• _EXERCISE REQUIREMENTS_
Change "thickest part" to "widest part" in every one of the entries below, keeping all other text unchanged.

----- ROWS

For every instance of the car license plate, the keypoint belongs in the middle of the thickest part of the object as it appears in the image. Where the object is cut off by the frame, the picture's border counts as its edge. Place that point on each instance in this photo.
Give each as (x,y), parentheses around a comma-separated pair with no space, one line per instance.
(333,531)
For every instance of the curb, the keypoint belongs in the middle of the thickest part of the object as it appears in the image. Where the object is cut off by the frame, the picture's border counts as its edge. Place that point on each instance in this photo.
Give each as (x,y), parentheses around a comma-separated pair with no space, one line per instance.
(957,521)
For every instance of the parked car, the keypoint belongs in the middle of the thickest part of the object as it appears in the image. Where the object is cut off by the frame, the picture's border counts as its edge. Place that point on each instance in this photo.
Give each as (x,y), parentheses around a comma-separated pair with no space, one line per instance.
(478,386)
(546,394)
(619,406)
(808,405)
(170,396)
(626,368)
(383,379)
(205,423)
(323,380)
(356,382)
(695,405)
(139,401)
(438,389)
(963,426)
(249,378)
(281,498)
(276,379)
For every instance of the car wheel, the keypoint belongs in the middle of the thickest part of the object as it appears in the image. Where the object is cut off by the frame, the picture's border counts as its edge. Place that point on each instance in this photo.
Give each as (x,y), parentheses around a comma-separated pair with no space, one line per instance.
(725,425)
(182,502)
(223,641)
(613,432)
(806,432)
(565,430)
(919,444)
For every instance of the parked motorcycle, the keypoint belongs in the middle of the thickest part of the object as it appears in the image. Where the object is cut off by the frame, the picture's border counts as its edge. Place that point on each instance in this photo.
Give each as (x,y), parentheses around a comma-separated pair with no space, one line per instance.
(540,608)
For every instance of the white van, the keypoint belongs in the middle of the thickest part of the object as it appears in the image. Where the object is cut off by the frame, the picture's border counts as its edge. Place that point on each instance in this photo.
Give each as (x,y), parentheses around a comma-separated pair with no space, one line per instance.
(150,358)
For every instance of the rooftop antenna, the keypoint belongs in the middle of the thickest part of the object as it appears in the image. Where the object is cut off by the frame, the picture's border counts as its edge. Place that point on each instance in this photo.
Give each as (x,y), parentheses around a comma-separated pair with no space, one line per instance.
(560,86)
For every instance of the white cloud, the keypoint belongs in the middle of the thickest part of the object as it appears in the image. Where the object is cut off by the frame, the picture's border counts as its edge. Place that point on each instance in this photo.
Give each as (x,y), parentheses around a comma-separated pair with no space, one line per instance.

----------

• _WRITTEN RESPONSE_
For every instance of the car license plate, the keypoint belongs in the middle of the widest part of the object as it appears in the image. Where the object is cut off by the frame, the picture's border counts as its edge. Place that point on each instance in this photo.
Give each as (x,y), parentheses around a comma-separated pair with no space, one line per instance.
(333,531)
For every instance of the curb, the keypoint belongs in the middle of the widest part of the object as it appears in the image. Where the object is cut off by the frame, the picture's border counts as its edge. Place that point on each instance in this photo.
Give each as (x,y), parentheses around a comma-separated pair with no space, one line per instance.
(957,521)
For every instance of the parked car, the keypoint belongs in the middle of the widest part of the object as it appears in the image. Where the object is cut off by the frame, the picture's border counts as its edge. Place that point on each instance in this photo.
Give each as (x,y), parentheses around a comma-separated pair with no space, one line per instance.
(478,386)
(546,394)
(619,406)
(808,405)
(170,396)
(626,368)
(383,379)
(205,423)
(323,380)
(356,382)
(695,405)
(139,401)
(438,389)
(963,426)
(249,378)
(281,498)
(276,379)
For every instance of the car wheel, the keypoint belongs in the middle of the widest part of the object as it appears in the image. Where the object is cut off by the frame, the picture's border counts as its edge. Place that point on each instance in this photo.
Give each as (x,y), parentheses around a comma-separated pair with no space, one line per instance.
(725,425)
(182,502)
(223,641)
(613,432)
(806,432)
(565,430)
(919,444)
For every instance of the parked motorcycle, the keypoint belongs in the middle of the widest part of the object as it appears in the image. Where the object is cut off by the frame, the picture's border counts as its edge. Place that point on each instance in this photo.
Give each as (x,y), parentheses around a comma-separated pair with no space, one line per instance.
(540,608)
For every instance of the white van, the keypoint belongs in the middle of the widest part of the object as it appears in the image. Where the object is cut off by the frame, the picture's border counts as its edge. Place that point on each instance in this photo.
Give each as (x,y), parentheses around a comma-separated pair with no space, one line per instance.
(150,358)
For every instance of the rooftop antenna, the keypoint belongs in the middle of the widest part of the object as it appears in the image. Where the object is cut off by the frame, the picture's border counts as its edge. Place that point on each instance in this photo.
Give each as (x,y), parentheses around a comma-separated pair with no space, one line per instance.
(560,86)
For every instance of the white cloud, the keypoint belongs in the middle of the widest part of the object as it appears in the image. Where the object is cut off by the frame, the picture's border counts as its edge. Place that point on each instance in this photo.
Give each as (x,y), parentheses around a comma-separated pair with no space, one line per instance.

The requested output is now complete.